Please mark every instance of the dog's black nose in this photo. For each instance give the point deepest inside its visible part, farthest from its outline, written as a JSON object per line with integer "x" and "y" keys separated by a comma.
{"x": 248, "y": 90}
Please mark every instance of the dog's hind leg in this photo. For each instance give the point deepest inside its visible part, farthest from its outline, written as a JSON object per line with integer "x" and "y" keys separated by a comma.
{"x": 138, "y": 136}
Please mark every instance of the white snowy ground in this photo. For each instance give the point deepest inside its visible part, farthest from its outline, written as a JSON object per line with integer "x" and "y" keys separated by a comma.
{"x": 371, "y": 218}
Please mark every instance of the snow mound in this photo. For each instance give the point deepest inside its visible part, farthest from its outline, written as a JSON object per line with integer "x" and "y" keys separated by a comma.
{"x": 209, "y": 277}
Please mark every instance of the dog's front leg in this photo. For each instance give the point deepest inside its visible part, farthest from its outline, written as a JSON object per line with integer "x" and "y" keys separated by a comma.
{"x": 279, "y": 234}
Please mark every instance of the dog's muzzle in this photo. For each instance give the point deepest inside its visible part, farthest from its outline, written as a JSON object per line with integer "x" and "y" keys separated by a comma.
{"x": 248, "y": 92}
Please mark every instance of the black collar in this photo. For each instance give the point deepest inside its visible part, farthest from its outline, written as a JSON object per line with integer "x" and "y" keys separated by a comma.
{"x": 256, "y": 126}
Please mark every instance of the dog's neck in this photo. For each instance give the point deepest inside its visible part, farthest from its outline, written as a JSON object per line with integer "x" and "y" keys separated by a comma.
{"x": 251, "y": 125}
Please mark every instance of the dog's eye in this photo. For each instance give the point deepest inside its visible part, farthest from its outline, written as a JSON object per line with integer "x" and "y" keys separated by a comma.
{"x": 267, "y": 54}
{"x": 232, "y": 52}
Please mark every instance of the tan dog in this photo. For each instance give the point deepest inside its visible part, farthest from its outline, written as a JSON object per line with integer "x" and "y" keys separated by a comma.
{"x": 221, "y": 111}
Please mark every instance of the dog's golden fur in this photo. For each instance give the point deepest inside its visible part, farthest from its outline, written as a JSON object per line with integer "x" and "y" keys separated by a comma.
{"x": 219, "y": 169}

# Work item
The whole listing above must be copied exactly.

# Problem solution
Please mark every instance of the dog's black nose in this photo. For each instance give the point deepest inside its visible part, farthest from its outline, written as a JSON object per line with integer "x" and "y" keys separated by a comma.
{"x": 248, "y": 90}
Please mark every instance of the dog's hind leg in this photo. For each instance give the point deepest inside its visible part, farthest from its outline, written as a JSON object per line with integer "x" and "y" keys separated by a comma.
{"x": 138, "y": 136}
Please mark every instance of the white snowy ground in this photo. For each instance give the point deepest inside its visible part, farthest from its outline, written as a JSON object per line with integer "x" and "y" keys separated by a comma.
{"x": 371, "y": 218}
Please mark every instance of the snow mound in this photo. For each instance give the point deepest inside its visible part, farthest from its outline, written as a JSON object per line with integer "x" and "y" keys separated by a comma.
{"x": 209, "y": 277}
Please mark every instance of the dog's front leg in this photo. For each instance give the point deepest inside its visible part, farthest from its outline, written as a JSON object per line with integer "x" and "y" keys separated by a comma.
{"x": 279, "y": 234}
Please mark every instance of the dog's muzzle in this photo. For each instance give the point deepest inside its visible part, farthest from its outline, written as a JSON object per line with integer "x" and "y" keys separated by a comma.
{"x": 248, "y": 92}
Please mark every instance of the black collar in this photo. For each instance give the point deepest inside its visible part, farthest from its outline, written as a JSON object per line with integer "x" and "y" keys separated by a comma.
{"x": 256, "y": 126}
Please mark every instance of the dog's neck in this photo. For each instance give the point deepest inside its visible part, farthest from its outline, written as a JSON object per line with integer "x" and "y" keys separated by a comma.
{"x": 251, "y": 125}
Please mark every instance of the dog's eye in this photo. For each instance give the point deepest inside its visible part, farthest from its outline, written as a JSON object per line with integer "x" and "y" keys separated by a comma.
{"x": 267, "y": 54}
{"x": 232, "y": 52}
Please mark every instance of the tan dog in this photo. For each instance give the point deepest inside its visible part, farthest from its outline, written as a JSON object per line with integer "x" and "y" keys separated by a comma.
{"x": 221, "y": 111}
Please mark every instance of the dog's golden fur in this photo. For each instance give the point deepest inside its visible part, farthest from its outline, written as a JSON object per line with integer "x" and "y" keys separated by a comma.
{"x": 219, "y": 169}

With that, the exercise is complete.